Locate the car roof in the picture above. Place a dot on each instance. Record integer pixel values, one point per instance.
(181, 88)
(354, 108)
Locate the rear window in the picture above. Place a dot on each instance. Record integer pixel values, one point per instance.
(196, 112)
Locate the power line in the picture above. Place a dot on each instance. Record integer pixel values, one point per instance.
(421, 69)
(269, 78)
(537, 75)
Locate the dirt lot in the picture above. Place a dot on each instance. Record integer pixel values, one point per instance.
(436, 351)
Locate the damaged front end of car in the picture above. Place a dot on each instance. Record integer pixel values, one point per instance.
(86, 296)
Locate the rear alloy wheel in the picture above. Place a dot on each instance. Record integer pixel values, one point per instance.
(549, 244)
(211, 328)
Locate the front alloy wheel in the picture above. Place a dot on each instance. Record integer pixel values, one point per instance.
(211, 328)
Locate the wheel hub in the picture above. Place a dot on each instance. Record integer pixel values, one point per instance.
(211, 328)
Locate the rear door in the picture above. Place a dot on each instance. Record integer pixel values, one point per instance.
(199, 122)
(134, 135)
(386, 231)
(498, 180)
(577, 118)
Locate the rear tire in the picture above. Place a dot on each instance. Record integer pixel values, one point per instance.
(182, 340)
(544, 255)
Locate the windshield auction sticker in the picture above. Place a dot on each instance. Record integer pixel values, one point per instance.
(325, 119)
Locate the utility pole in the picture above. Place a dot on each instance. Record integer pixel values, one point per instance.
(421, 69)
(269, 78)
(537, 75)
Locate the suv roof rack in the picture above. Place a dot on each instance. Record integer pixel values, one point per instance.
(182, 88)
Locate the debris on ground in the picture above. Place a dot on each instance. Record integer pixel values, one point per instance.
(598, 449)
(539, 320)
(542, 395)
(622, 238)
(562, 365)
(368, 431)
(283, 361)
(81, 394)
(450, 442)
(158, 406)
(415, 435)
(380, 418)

☆ ☆ ☆

#### [Stated exercise]
Output all of the data above without any alteration.

#### [Task response]
Locate the car roof in the picture above. Place a dot on each instance. Record integer pixel values, one point per instance.
(181, 88)
(354, 108)
Locate the rear window in the picture above. Place a dot on each instance. Record integer pixel values, one point per instance.
(196, 112)
Locate the power line in the picture above. Place a dot on each instance. Record integer pixel values, one point per instance.
(421, 69)
(269, 78)
(537, 75)
Locate the dirt lot in the picture above. Place a dot on each instance. Record integer pixel values, one point per instance.
(436, 351)
Locate the damaged front end of car in the picture above. Place a dot on each instance. Record integer pixel values, one point per instance.
(86, 296)
Locate the rear alloy wheel in the picture above. Place a dot on each instance. Record integer pixel values, one point per instance.
(549, 244)
(211, 328)
Locate the front alloy wheel in the picture above. Place a dot on each instance. Record integer pixel values, one point per instance.
(211, 328)
Locate the wheel hub in the picture above. Place a dot on each instance. Record integer pixel values, one point per instance.
(211, 328)
Locate the rear door in the picture above. Place a dot on each instance. Record integer pixel values, one point per instance.
(199, 122)
(134, 135)
(386, 231)
(498, 180)
(577, 118)
Locate the rear tire in the picture above. Place a dot on each instance. Record integer pixel values, one point per instance.
(182, 340)
(544, 255)
Locate the windshield auction sticker in the picture above. Place a dot on each instance. Record integer pixel values, one point per instance.
(325, 119)
Locate the utility pole in the picture above. Place a dot on each instance. Record integer pixel values, one point per instance.
(421, 69)
(269, 78)
(537, 75)
Locate the suv roof rack in the picture above. Place a dot on each instance. Record integer pixel values, one point per instance.
(182, 88)
Locate the debris on ground in the picture above. Place a dot on each instance. Record integer pixel values, one point per instance.
(598, 449)
(539, 320)
(542, 395)
(622, 238)
(562, 365)
(368, 431)
(283, 361)
(81, 394)
(450, 442)
(158, 406)
(415, 435)
(380, 418)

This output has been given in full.